**Goal**
Output every line of the rows below as a JSON list of strings, with one string per line and blank lines left out.

(Saved entries)
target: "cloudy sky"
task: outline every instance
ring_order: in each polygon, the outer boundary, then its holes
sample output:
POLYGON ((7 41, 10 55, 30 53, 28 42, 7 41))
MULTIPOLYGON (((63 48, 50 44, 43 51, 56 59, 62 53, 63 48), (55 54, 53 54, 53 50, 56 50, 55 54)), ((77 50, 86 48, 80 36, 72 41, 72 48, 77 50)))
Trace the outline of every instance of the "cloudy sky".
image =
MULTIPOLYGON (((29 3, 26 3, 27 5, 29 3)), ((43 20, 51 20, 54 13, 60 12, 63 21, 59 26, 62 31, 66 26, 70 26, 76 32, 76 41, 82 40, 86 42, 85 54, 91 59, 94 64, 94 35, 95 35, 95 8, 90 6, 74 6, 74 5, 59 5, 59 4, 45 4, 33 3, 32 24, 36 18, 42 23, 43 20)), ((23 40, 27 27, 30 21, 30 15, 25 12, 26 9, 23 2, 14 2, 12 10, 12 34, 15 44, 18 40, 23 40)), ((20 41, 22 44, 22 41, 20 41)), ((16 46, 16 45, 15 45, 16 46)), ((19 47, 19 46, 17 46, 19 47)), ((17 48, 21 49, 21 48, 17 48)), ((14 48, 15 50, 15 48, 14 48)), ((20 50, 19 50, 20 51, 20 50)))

**Written solution**
[
  "target: \"cloudy sky\"",
  "task: outline every instance",
  "ring_order: in each polygon, the outer boundary, then its holes",
  "sample output:",
  "POLYGON ((7 41, 10 55, 30 53, 28 42, 7 41))",
  "MULTIPOLYGON (((63 48, 50 44, 43 51, 56 59, 62 53, 63 48), (55 54, 53 54, 53 50, 56 50, 55 54)), ((77 50, 86 48, 80 36, 72 41, 72 48, 77 50)))",
  "Trace the outline of every instance of the \"cloudy sky\".",
  "image =",
  "MULTIPOLYGON (((29 3, 26 3, 27 5, 29 3)), ((43 20, 51 20, 54 13, 60 12, 63 21, 59 26, 62 31, 66 26, 70 26, 76 32, 76 41, 82 40, 86 42, 85 54, 91 59, 94 64, 94 35, 95 35, 95 8, 90 6, 74 6, 74 5, 59 5, 59 4, 45 4, 33 3, 32 24, 36 18, 42 23, 43 20)), ((23 40, 27 27, 30 21, 30 15, 25 12, 26 9, 23 2, 14 2, 12 10, 12 34, 15 44, 18 40, 23 40)), ((20 41, 22 44, 22 41, 20 41)), ((16 46, 16 45, 15 45, 16 46)), ((19 47, 19 46, 17 46, 19 47)), ((17 48, 21 49, 21 48, 17 48)), ((14 48, 15 50, 15 48, 14 48)), ((20 50, 19 50, 20 51, 20 50)))"
]